● **PASSAGE**:
>>

THE MIRROR OF CHARLOTTESVILLE

I do not usually do this: this blog is a silly pop culture review site, and I do not usually post about anything serious, let alone anything personal or political. But I have things to think through—in the wake of events in Charlottesville, Virginia—and writing is how I do that. I have complicated things I want to say to my fellow white Americans, and this is the only blog I have.

Last week, on my personal Facebook page, I wrote the following short post about the "protesters" in Charlottesville:

Because my wife is much wiser than I am, she has pointed out to me that calling them "Nazis" is not only unnecessary, but actually self-servingly misguided. I know, the word "Nazi"—like "Kleenex" and "Xerox"—now seems like less of a specific brand name and more of an all-purpose descriptive. But the word dangerously allows us to distance ourselves from them: they are not "neo-Nazis," they are old-school, old-fashioned American white supremacists who have been and thrived here since the founding. (Hitler admired them long before they admired him.) They are the products, perpetrators, and now defenders of the same system from which I and every other white American ever have benefited. As long as we look at them and see monsters instead of mirrors, we are stubbornly refusing to understand the depth and scale of the ubiquitous nightmare they represent. Don't say "this is not who we are as a nation." This IS who we are, who we have always been. As Baldwin said, "Not everything that is faced can be changed, but nothing can be changed until it is faced." 

This post has been widely shared amongst my friends, but—and I guess this is my fault—I’m not sure it has been widely understood. I have seen liberal white people respond defensively—"I've looked in the mirror, and I'm no Nazi!"—and I have seen well-intentioned, reasonable arguments on my friends' pages that seem to focus narrowly on the relative appropriateness and usefulness of the various terminologies.

My point, however, was not semantic, or at least not wholly semantic. Though I framed it that way in my brief post, I don't really care what we call the racists and white supremacists. (I confess, I sometimes find myself calling them "Nazis" too: it is so hard not to, especially when they own the label so aggressively.)

My point—which I'd like to take more time to explain now—was about our willingness, as white Americans, to genuinely face what the problem really is.

<<

● **BRIEF 1**: Update the records in the stretch from the line containing "[indicate] the young man" through the end of the records, replacing "edges" with "boundaries" and leaving everything else unchanged. Return only those lines.

● **EXTRACTED DATA**:
>>

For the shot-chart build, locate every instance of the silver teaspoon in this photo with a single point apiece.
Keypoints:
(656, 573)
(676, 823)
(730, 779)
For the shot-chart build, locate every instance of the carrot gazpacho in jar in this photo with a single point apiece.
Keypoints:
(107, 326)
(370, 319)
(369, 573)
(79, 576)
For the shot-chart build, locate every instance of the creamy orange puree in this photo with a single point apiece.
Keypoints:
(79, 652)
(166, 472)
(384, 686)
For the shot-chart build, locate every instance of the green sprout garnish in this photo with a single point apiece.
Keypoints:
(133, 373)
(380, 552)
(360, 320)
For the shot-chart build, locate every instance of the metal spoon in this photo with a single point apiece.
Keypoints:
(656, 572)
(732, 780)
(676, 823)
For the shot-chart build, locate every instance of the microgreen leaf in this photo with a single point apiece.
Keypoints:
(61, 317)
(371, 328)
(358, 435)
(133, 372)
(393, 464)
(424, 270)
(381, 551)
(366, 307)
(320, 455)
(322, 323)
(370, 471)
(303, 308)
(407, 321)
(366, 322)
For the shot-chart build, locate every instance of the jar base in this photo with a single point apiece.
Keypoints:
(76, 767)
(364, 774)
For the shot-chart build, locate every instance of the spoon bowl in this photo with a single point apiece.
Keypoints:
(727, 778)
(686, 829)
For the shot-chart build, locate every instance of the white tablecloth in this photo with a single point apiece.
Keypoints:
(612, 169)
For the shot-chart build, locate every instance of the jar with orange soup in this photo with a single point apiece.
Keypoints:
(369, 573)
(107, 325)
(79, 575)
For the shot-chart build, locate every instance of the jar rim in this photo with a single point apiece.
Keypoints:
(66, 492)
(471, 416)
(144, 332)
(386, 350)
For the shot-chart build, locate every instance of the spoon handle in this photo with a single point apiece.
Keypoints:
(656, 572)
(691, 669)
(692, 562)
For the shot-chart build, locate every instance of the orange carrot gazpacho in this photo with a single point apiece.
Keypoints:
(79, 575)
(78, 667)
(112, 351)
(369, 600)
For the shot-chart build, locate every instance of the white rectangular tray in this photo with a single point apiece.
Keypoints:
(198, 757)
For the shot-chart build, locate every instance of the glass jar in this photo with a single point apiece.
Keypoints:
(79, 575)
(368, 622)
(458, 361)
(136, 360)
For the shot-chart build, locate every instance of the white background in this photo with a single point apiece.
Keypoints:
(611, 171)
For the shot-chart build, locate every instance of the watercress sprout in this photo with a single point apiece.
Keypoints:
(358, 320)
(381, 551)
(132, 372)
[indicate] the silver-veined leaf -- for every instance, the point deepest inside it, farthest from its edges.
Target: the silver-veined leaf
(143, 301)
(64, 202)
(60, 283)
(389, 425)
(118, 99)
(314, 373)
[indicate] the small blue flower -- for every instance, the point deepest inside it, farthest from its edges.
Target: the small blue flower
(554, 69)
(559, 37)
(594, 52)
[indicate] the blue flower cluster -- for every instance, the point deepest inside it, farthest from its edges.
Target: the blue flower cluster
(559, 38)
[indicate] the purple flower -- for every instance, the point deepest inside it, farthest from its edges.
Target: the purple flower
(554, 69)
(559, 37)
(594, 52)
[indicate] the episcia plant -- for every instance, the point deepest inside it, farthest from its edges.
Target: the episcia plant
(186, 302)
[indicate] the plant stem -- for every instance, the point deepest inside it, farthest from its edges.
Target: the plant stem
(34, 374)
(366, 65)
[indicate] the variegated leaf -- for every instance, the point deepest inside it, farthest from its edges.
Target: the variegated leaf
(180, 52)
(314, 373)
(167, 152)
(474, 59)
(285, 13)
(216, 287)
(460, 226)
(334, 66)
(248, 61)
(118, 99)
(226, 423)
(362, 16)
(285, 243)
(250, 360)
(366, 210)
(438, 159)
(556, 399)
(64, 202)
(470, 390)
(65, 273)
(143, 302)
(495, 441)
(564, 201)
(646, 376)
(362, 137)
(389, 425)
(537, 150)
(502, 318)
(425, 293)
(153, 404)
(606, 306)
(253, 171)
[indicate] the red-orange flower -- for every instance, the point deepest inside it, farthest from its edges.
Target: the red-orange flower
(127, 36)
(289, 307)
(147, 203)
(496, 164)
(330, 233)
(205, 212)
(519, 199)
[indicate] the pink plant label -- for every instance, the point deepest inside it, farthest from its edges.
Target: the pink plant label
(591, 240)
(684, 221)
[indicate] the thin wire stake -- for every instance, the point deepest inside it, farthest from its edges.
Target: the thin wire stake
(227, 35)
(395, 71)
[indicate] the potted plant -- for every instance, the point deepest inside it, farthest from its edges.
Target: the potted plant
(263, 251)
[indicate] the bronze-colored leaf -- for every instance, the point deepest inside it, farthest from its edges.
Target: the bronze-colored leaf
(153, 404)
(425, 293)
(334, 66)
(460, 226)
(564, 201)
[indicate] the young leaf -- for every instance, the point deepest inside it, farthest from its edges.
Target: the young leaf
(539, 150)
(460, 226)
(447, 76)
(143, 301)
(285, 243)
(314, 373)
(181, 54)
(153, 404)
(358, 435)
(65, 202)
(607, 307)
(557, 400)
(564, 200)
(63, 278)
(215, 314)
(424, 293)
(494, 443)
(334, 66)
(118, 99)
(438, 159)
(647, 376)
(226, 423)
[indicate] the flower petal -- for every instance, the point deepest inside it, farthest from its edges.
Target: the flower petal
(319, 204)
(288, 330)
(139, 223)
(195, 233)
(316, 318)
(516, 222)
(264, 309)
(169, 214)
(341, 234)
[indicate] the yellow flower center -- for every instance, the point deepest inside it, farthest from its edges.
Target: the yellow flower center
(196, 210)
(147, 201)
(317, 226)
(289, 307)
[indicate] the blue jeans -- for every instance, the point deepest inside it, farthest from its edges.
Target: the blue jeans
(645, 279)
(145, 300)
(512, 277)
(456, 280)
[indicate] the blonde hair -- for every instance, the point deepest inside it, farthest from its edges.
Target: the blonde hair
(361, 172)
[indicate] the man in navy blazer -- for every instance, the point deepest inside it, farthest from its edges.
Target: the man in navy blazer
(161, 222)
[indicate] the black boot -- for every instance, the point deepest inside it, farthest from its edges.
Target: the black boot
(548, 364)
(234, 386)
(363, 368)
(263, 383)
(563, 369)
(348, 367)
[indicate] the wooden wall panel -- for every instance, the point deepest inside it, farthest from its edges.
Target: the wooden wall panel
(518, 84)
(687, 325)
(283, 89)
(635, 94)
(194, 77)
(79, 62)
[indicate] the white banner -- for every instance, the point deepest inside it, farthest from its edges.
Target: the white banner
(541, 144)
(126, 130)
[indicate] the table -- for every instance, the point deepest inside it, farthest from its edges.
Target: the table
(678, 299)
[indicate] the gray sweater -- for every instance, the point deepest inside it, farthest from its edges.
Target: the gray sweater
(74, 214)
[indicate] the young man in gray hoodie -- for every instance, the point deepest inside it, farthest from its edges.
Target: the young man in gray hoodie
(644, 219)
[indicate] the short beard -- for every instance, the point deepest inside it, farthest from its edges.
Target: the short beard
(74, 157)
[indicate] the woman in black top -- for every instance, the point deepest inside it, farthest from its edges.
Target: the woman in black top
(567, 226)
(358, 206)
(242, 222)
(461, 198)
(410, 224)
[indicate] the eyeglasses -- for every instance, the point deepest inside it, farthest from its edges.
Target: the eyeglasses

<<

● **BRIEF 2**: In the Charlottesville blog post, who pointed out to the writer that calling the protesters "Nazis" is misguided?

● **COMPLETE ANSWER 1**:
[indicate] the young man in gray hoodie -- for every instance, the point deepest inside it, farthest from its boundaries.
Target: the young man in gray hoodie
(644, 219)
[indicate] the short beard -- for every instance, the point deepest inside it, farthest from its boundaries.
Target: the short beard
(74, 157)
[indicate] the woman in black top -- for every instance, the point deepest inside it, farthest from its boundaries.
Target: the woman in black top
(567, 226)
(358, 206)
(242, 222)
(461, 198)
(410, 224)
[indicate] the eyeglasses -- for every instance, the point deepest inside it, farthest from its boundaries.
Target: the eyeglasses

● **COMPLETE ANSWER 2**: The writer's wife.